## TO DO
Copy out word for word the lines of the records below, starting with the line that contains "detect the building" and going on through the line that contains "detect the twin", with both of those lines included.

## EXERCISE DATA
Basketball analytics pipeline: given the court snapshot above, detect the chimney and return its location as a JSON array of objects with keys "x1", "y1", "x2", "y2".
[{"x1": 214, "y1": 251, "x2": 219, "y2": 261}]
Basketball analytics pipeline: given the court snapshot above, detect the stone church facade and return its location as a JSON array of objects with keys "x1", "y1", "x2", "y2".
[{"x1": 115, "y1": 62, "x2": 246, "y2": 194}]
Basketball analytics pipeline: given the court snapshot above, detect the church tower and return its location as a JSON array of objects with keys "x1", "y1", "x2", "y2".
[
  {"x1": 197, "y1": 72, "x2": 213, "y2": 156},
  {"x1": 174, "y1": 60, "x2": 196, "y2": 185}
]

* * *

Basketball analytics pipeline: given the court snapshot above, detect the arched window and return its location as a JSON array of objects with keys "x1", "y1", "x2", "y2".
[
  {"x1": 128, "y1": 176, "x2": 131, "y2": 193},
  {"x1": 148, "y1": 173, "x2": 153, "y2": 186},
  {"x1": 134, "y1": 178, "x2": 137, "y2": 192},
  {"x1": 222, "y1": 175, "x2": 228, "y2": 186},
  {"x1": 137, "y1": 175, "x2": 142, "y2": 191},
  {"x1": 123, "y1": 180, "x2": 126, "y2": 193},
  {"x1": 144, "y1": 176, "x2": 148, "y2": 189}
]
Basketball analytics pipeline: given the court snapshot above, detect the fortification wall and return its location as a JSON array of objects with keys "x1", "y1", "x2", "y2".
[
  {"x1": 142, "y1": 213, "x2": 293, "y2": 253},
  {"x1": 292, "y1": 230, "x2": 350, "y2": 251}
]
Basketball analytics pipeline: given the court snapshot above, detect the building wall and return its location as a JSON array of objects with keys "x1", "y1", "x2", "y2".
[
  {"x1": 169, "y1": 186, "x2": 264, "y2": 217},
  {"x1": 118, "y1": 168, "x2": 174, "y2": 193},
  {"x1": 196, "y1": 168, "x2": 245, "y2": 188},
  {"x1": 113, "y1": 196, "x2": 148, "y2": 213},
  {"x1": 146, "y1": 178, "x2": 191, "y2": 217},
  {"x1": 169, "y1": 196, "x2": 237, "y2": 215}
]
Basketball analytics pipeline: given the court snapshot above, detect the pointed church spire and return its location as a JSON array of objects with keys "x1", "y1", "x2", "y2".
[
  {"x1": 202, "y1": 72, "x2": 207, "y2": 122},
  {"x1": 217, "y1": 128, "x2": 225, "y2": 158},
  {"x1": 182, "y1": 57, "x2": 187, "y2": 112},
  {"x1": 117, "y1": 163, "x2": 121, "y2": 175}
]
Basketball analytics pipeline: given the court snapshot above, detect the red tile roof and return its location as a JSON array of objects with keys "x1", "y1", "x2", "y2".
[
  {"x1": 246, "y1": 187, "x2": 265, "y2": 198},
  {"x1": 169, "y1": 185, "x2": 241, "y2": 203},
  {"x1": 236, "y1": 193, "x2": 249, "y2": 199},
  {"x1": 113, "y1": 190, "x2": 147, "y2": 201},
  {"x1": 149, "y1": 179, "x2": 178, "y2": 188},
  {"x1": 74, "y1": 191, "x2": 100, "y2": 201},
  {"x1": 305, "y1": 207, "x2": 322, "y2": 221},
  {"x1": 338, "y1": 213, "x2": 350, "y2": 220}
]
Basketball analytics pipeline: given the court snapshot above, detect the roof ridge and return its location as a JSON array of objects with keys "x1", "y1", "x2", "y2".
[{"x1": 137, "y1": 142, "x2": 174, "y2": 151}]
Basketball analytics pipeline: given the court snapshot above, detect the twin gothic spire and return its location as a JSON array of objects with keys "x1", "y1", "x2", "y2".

## WRITTEN RESPONSE
Basketball analytics pipeline: given the court snapshot above, detect the building wall and return its location as a JSON array of objects with keys "x1", "y1", "x2", "y2".
[
  {"x1": 169, "y1": 186, "x2": 264, "y2": 217},
  {"x1": 118, "y1": 168, "x2": 174, "y2": 193},
  {"x1": 196, "y1": 168, "x2": 245, "y2": 188},
  {"x1": 113, "y1": 196, "x2": 148, "y2": 213},
  {"x1": 146, "y1": 178, "x2": 191, "y2": 217},
  {"x1": 169, "y1": 196, "x2": 237, "y2": 215}
]
Basketball analytics pipeline: given the court snapshot above, detect the pointed church spire and return its location as a JSON array of objects with keys "x1", "y1", "x2", "y2".
[
  {"x1": 202, "y1": 72, "x2": 207, "y2": 122},
  {"x1": 217, "y1": 128, "x2": 225, "y2": 158},
  {"x1": 182, "y1": 57, "x2": 187, "y2": 112},
  {"x1": 117, "y1": 163, "x2": 121, "y2": 175}
]
Basketball analytics pipeline: given the court snapshot above, detect the red tile roof and return its location as a JSON array of objects with keys "x1", "y1", "x2", "y2".
[
  {"x1": 246, "y1": 187, "x2": 265, "y2": 198},
  {"x1": 169, "y1": 185, "x2": 241, "y2": 203},
  {"x1": 236, "y1": 193, "x2": 249, "y2": 199},
  {"x1": 113, "y1": 190, "x2": 147, "y2": 201},
  {"x1": 149, "y1": 179, "x2": 178, "y2": 188},
  {"x1": 74, "y1": 191, "x2": 100, "y2": 201},
  {"x1": 305, "y1": 207, "x2": 322, "y2": 221},
  {"x1": 338, "y1": 213, "x2": 350, "y2": 220}
]
Basketball analytics pipeline: given the court snapshot above, detect the roof ridge and return its location as a JSON array of objects with keys "x1", "y1", "x2", "y2".
[{"x1": 137, "y1": 142, "x2": 174, "y2": 151}]
Basketball analytics pipeline: given the court snapshot above, detect the twin gothic spire and return its location as a JSON array of objects with keys "x1", "y1", "x2", "y2".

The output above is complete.